Dataset items
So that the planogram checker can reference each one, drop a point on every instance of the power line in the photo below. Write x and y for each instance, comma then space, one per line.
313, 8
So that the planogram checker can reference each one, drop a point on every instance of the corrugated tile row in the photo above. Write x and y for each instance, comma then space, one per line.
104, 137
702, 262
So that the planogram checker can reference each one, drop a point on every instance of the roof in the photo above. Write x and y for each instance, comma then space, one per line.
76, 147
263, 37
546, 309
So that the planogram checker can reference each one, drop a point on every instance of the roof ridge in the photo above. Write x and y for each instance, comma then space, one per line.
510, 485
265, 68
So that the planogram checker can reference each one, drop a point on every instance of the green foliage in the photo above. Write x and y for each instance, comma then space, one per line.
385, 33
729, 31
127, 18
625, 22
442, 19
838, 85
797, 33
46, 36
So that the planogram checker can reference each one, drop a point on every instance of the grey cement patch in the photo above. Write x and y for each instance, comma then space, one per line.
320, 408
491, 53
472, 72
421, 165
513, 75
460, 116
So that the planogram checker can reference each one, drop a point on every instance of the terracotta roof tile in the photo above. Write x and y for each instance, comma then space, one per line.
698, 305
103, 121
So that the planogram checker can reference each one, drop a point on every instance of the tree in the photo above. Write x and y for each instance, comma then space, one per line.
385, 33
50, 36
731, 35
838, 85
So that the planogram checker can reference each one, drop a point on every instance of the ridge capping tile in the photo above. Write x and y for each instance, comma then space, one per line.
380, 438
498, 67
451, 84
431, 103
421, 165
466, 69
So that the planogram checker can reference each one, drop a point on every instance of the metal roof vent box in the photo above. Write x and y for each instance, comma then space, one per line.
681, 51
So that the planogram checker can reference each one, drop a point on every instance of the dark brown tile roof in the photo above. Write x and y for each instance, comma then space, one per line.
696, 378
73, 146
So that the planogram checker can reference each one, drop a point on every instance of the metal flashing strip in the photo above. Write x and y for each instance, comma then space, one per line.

> _Stated problem_: Write down every line of the data exactly as it appears above.

> _Answer in full_:
So that the planogram checker can reference each one, drop a point on every instance of the power line in the photo below. Write x and y for each instance, comma then space, one per line.
313, 8
So that the planogram checker can reference each one, drop a point on every instance of the corrugated tile row in the photo above. Write x and y for each instance, comma then space, one per line.
104, 137
702, 262
So that the planogram checker can reference each one, drop a point on every instance of the roof in the photo above. Write x and y for each instance, comma then space, one per line.
76, 147
263, 37
546, 309
So that the planogram checker can reference each one, drop a point on every instance of the roof ridge in the photo above. Write x and y for each instance, comma then space, one per line.
510, 485
265, 68
So that the planogram checker can reference each one, drop a point on every instance of the green foliage in the photo above. Write x and y for each instance, comma then space, one per line.
385, 33
729, 31
127, 18
625, 22
442, 19
838, 85
797, 33
46, 36
So that the planogram checker can reference each one, drop a point on every instance of the grey cement patch in the photo above. Write x and y for each instance, comma then space, one per line.
320, 408
491, 53
472, 72
421, 165
513, 75
460, 116
So that the planogram checker can reference each one, drop a point on every instance of the terracotta roof tile in the photo above. Write x and y for each instance, comma then space, one per line.
698, 305
103, 121
So that the planogram checker can reference each one, drop a point on every instance of the tree in the photo above. Write x and y for each instance, comma then space, one per line.
385, 33
50, 36
731, 35
838, 85
So that the planogram checker can reference each one, drop a point on every instance of the ridge capping tile in the photo above. Write x and y for each instance, comma then space, one per line.
380, 438
498, 67
451, 84
431, 103
421, 165
466, 69
So that the planogram checker can reference each one, drop a point on every instance of the metal roof vent box in the photo above. Write x and y for each instance, comma then space, one per line.
681, 51
So that the planogram checker can reference each one, drop a point on every instance of the dark brown tile roof in the photo above. Write x and y for each instance, comma then space, one per line.
696, 378
73, 146
So that the planogram checker can reference each one, drop a point on every instance of the metal flashing strip in the photo above. Write x and y for each instance, comma then space, one per line.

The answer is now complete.